YOUR TASK: In the Mycobacterium xenopi passage, begin at the words "- Authority: Schwabacher" and stop after "by M. kansasii.", and write that span out again with "humans" changed to "people".

PASSAGE PROVIDED:
★ ★ ★ ★ ★

Mycobacterium xenopi

Scientific classification
- Domain: Bacteria
- Kingdom: Bacillati
- Phylum: Actinomycetota
- Class: Actinomycetes
- Order: Mycobacteriales
- Family: Mycobacteriaceae
- Genus: Mycobacterium
- Species: M. xenopi
- Binomial name: Mycobacterium xenopi Schwabacher 1959, ATCC 19250

= Mycobacterium xenopi =

- Authority: Schwabacher 1959, ATCC 19250

Species of bacterium

Mycobacterium xenopi is a slow-growing scotochromogenic species of Mycobacterium. It was first reported by Schwabacher in 1959, having been isolated in lesions found on a Xenopus laevis, but the possibility of human infection was not confirmed until 1965. It has been cultured from hot and cold water taps, hospital hot water generators and storage tanks, and other environmental sources.

It has low pathogenicity in humans, and where infections have been found they are closely associated with immunocompromised individuals, such as an extrapulmonary malignancy, alcoholism, diabetes mellitus, or immunosuppressive therapy. Pulmonary disease may be chronic, subacute, or acute; symptoms are indistinguishable from those associated with disease caused by M. kansasii.

★ ★ ★ ★ ★

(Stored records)
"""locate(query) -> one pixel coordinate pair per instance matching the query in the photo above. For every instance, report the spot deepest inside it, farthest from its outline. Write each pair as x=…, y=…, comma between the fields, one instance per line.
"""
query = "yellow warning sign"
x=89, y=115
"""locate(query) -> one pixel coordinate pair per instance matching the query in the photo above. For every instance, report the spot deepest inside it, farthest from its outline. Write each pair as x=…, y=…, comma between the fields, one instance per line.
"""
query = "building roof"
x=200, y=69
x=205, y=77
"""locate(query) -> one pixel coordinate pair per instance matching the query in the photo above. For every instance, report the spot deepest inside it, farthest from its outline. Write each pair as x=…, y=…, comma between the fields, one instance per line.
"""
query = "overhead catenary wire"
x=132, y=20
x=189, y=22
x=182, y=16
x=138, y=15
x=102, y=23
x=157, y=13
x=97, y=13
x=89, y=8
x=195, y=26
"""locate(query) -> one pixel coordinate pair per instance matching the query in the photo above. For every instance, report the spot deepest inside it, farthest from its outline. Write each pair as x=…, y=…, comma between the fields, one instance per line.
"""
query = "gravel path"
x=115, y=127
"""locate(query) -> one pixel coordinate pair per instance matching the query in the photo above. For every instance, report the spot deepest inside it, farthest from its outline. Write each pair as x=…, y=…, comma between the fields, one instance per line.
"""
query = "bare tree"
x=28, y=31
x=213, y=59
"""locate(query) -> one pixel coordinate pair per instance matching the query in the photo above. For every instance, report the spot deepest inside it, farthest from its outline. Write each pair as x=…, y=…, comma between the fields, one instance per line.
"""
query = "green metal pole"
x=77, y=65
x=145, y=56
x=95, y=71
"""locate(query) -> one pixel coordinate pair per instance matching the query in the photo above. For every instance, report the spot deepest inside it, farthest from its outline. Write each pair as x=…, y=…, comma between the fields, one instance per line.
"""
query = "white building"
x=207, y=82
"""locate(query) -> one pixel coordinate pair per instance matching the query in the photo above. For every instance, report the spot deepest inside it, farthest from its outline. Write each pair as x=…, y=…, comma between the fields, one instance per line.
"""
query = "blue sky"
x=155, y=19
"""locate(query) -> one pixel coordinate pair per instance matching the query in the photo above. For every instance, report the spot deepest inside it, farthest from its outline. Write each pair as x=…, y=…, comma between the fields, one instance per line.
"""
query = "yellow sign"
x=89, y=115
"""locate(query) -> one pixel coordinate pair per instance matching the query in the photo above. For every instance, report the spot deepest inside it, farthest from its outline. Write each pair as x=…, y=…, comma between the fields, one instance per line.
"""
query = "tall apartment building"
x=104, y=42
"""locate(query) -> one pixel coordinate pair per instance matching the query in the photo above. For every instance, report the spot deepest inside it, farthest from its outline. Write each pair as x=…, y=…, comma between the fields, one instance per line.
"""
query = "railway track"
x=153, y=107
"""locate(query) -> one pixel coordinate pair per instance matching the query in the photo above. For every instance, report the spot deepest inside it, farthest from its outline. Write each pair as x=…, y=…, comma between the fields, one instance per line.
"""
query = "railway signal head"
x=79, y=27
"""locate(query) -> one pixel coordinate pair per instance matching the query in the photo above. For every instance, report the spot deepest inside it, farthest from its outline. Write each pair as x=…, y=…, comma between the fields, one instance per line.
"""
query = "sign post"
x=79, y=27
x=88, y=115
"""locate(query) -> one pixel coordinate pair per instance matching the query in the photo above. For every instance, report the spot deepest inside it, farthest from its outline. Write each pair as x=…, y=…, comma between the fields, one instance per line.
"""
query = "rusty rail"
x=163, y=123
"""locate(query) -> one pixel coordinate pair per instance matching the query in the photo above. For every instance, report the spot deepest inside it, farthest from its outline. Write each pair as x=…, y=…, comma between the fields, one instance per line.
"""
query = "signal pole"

★ ★ ★ ★ ★

TASK SOLUTION:
- Authority: Schwabacher 1959, ATCC 19250

Species of bacterium

Mycobacterium xenopi is a slow-growing scotochromogenic species of Mycobacterium. It was first reported by Schwabacher in 1959, having been isolated in lesions found on a Xenopus laevis, but the possibility of human infection was not confirmed until 1965. It has been cultured from hot and cold water taps, hospital hot water generators and storage tanks, and other environmental sources.

It has low pathogenicity in people, and where infections have been found they are closely associated with immunocompromised individuals, such as an extrapulmonary malignancy, alcoholism, diabetes mellitus, or immunosuppressive therapy. Pulmonary disease may be chronic, subacute, or acute; symptoms are indistinguishable from those associated with disease caused by M. kansasii.